### Dataset entries
- Opening Delimiter -

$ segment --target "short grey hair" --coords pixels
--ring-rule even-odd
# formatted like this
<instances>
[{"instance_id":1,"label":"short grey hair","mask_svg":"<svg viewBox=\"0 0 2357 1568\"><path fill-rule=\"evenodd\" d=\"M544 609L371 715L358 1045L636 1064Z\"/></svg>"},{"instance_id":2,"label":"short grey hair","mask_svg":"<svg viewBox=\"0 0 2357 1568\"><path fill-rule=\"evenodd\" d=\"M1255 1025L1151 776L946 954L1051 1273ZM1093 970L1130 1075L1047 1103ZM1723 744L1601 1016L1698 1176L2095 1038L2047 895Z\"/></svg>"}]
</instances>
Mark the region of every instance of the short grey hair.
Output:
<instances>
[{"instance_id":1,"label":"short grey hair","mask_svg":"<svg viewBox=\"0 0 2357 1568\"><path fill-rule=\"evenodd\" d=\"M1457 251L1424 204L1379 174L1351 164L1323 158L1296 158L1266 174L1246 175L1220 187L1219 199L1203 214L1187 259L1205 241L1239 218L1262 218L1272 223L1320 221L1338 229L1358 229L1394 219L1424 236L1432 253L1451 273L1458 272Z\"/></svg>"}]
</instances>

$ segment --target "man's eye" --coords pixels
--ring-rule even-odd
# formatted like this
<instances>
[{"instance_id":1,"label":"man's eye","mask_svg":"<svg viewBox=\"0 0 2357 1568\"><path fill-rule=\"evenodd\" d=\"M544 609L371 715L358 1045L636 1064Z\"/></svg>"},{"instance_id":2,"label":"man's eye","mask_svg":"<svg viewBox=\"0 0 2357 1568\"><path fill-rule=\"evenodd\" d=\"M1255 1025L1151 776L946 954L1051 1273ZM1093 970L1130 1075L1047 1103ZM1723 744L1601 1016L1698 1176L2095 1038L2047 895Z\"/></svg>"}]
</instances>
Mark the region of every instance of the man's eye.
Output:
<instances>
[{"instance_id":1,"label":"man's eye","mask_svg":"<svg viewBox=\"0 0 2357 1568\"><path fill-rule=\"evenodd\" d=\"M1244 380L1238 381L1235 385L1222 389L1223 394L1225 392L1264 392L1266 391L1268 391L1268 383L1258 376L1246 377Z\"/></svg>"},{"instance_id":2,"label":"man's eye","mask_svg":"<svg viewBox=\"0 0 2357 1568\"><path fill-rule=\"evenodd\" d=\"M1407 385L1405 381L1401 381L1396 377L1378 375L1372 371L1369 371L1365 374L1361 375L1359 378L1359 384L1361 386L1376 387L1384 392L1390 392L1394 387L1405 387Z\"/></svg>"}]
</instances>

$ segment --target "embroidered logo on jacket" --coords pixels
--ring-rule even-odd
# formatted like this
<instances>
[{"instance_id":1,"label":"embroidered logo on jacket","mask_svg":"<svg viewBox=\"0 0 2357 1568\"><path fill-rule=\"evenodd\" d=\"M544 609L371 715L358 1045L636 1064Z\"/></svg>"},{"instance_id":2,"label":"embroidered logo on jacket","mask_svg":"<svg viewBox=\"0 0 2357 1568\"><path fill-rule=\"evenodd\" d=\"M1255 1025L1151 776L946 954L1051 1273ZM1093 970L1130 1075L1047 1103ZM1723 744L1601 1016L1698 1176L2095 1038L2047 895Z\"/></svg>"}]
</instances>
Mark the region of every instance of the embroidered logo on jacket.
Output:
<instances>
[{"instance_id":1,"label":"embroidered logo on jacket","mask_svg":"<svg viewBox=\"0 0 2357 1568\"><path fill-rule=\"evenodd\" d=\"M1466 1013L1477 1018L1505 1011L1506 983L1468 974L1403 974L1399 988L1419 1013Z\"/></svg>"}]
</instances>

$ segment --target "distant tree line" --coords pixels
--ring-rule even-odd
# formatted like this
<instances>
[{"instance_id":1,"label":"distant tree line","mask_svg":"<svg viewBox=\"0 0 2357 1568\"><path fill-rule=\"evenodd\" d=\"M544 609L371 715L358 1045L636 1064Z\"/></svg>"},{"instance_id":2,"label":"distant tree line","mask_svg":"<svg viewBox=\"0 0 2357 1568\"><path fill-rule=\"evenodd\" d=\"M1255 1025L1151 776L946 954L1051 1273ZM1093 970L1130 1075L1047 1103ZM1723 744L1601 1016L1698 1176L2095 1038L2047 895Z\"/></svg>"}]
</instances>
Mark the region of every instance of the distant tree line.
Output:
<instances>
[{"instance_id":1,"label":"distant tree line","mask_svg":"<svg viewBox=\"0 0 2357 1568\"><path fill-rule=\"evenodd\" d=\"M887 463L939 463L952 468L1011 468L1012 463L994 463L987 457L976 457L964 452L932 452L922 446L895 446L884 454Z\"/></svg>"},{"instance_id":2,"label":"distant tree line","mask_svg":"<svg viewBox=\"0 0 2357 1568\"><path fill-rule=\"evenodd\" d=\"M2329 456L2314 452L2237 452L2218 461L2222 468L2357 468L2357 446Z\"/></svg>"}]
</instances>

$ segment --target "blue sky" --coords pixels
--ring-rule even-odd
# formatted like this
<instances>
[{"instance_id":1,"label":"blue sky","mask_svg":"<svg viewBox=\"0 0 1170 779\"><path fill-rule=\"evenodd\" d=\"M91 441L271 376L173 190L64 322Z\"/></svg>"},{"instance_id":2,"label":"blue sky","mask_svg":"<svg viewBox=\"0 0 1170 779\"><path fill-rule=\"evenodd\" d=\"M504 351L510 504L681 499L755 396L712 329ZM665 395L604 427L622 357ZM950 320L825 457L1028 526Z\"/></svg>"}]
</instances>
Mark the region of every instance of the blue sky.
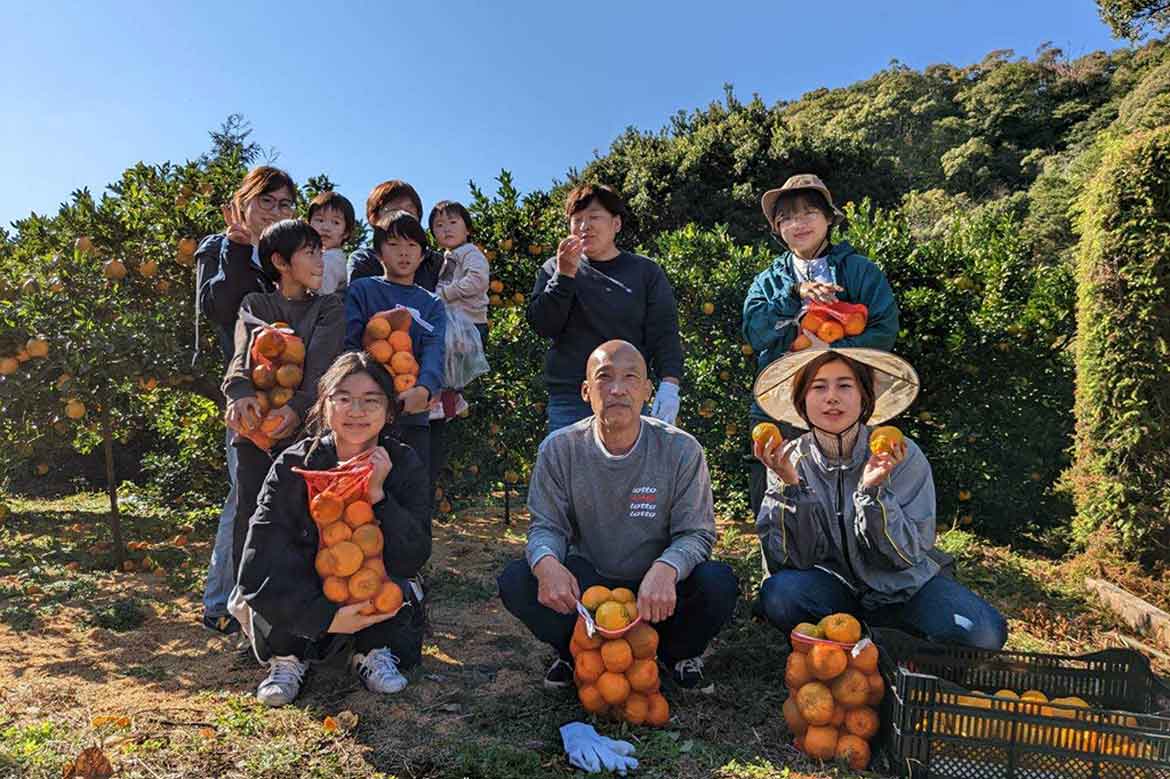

- Closing Delimiter -

### EXERCISE DESCRIPTION
Transcribe each record exactly as it appears, but omit every picture.

### ANSWER AREA
$ segment --target "short grey hair" --coords pixels
--ring-rule even-odd
# formatted like this
<instances>
[{"instance_id":1,"label":"short grey hair","mask_svg":"<svg viewBox=\"0 0 2357 1568\"><path fill-rule=\"evenodd\" d=\"M544 609L371 715L358 1045L636 1064Z\"/></svg>"},{"instance_id":2,"label":"short grey hair","mask_svg":"<svg viewBox=\"0 0 2357 1568\"><path fill-rule=\"evenodd\" d=\"M1255 1025L1151 776L946 954L1051 1273ZM1093 970L1130 1075L1047 1103ZM1723 744L1601 1016L1698 1176L2095 1038L2047 895Z\"/></svg>"}]
</instances>
Mark the region of every instance of the short grey hair.
Output:
<instances>
[{"instance_id":1,"label":"short grey hair","mask_svg":"<svg viewBox=\"0 0 2357 1568\"><path fill-rule=\"evenodd\" d=\"M1457 251L1424 204L1379 174L1351 164L1323 158L1296 158L1266 174L1246 175L1220 187L1219 199L1203 214L1187 259L1205 241L1239 218L1262 218L1272 223L1320 221L1338 229L1358 229L1394 219L1424 236L1432 253L1451 273L1458 272Z\"/></svg>"}]
</instances>

$ segment --target "man's eye" --coords pixels
--ring-rule even-odd
# formatted like this
<instances>
[{"instance_id":1,"label":"man's eye","mask_svg":"<svg viewBox=\"0 0 2357 1568\"><path fill-rule=\"evenodd\" d=\"M544 609L371 715L358 1045L636 1064Z\"/></svg>"},{"instance_id":2,"label":"man's eye","mask_svg":"<svg viewBox=\"0 0 2357 1568\"><path fill-rule=\"evenodd\" d=\"M1255 1025L1151 776L946 954L1051 1273ZM1093 970L1130 1075L1047 1103ZM1723 744L1601 1016L1698 1176L2095 1038L2047 895Z\"/></svg>"}]
</instances>
Mark the region of every instance of the man's eye.
Output:
<instances>
[{"instance_id":1,"label":"man's eye","mask_svg":"<svg viewBox=\"0 0 2357 1568\"><path fill-rule=\"evenodd\" d=\"M1244 380L1238 381L1235 385L1222 389L1223 394L1225 392L1264 392L1266 391L1268 391L1268 383L1258 376L1246 377Z\"/></svg>"},{"instance_id":2,"label":"man's eye","mask_svg":"<svg viewBox=\"0 0 2357 1568\"><path fill-rule=\"evenodd\" d=\"M1407 385L1405 381L1401 381L1396 377L1378 375L1372 371L1369 371L1365 374L1361 375L1359 378L1359 384L1361 386L1376 387L1384 392L1390 392L1394 387L1405 387Z\"/></svg>"}]
</instances>

$ segment --target "embroidered logo on jacket" --coords pixels
--ring-rule even-odd
# formatted like this
<instances>
[{"instance_id":1,"label":"embroidered logo on jacket","mask_svg":"<svg viewBox=\"0 0 2357 1568\"><path fill-rule=\"evenodd\" d=\"M544 609L371 715L358 1045L636 1064Z\"/></svg>"},{"instance_id":2,"label":"embroidered logo on jacket","mask_svg":"<svg viewBox=\"0 0 2357 1568\"><path fill-rule=\"evenodd\" d=\"M1255 1025L1151 776L946 954L1051 1273ZM1093 970L1130 1075L1047 1103ZM1723 744L1601 1016L1698 1176L2095 1038L2047 895Z\"/></svg>"}]
</instances>
Mark the region of every instance of the embroidered logo on jacket.
Output:
<instances>
[{"instance_id":1,"label":"embroidered logo on jacket","mask_svg":"<svg viewBox=\"0 0 2357 1568\"><path fill-rule=\"evenodd\" d=\"M1466 1013L1477 1018L1505 1011L1506 983L1468 974L1403 974L1399 988L1419 1013Z\"/></svg>"}]
</instances>

$ segment --target "distant tree line" --coords pixels
--ring-rule even-odd
# formatted like this
<instances>
[{"instance_id":1,"label":"distant tree line","mask_svg":"<svg viewBox=\"0 0 2357 1568\"><path fill-rule=\"evenodd\" d=\"M544 609L371 715L358 1045L636 1064Z\"/></svg>"},{"instance_id":2,"label":"distant tree line","mask_svg":"<svg viewBox=\"0 0 2357 1568\"><path fill-rule=\"evenodd\" d=\"M1255 1025L1151 776L946 954L1051 1273ZM1093 970L1130 1075L1047 1103ZM1723 744L1601 1016L1698 1176L2095 1038L2047 895Z\"/></svg>"}]
</instances>
Mark the region of every instance of the distant tree line.
Output:
<instances>
[{"instance_id":1,"label":"distant tree line","mask_svg":"<svg viewBox=\"0 0 2357 1568\"><path fill-rule=\"evenodd\" d=\"M887 463L939 463L952 468L1011 468L1012 463L994 463L987 457L976 457L964 452L932 452L922 446L895 446L884 454Z\"/></svg>"},{"instance_id":2,"label":"distant tree line","mask_svg":"<svg viewBox=\"0 0 2357 1568\"><path fill-rule=\"evenodd\" d=\"M2329 456L2314 452L2237 452L2218 461L2222 468L2357 468L2357 446Z\"/></svg>"}]
</instances>

$ segment --target "blue sky" --coords pixels
--ring-rule even-odd
# formatted like this
<instances>
[{"instance_id":1,"label":"blue sky","mask_svg":"<svg viewBox=\"0 0 1170 779\"><path fill-rule=\"evenodd\" d=\"M91 441L271 376L173 190L64 322Z\"/></svg>"},{"instance_id":2,"label":"blue sky","mask_svg":"<svg viewBox=\"0 0 1170 779\"><path fill-rule=\"evenodd\" d=\"M504 351L510 504L681 499L755 396L712 329ZM665 395L604 427L622 357ZM950 320L825 457L1028 526Z\"/></svg>"}]
</instances>
Mark the region of every instance of the blue sky.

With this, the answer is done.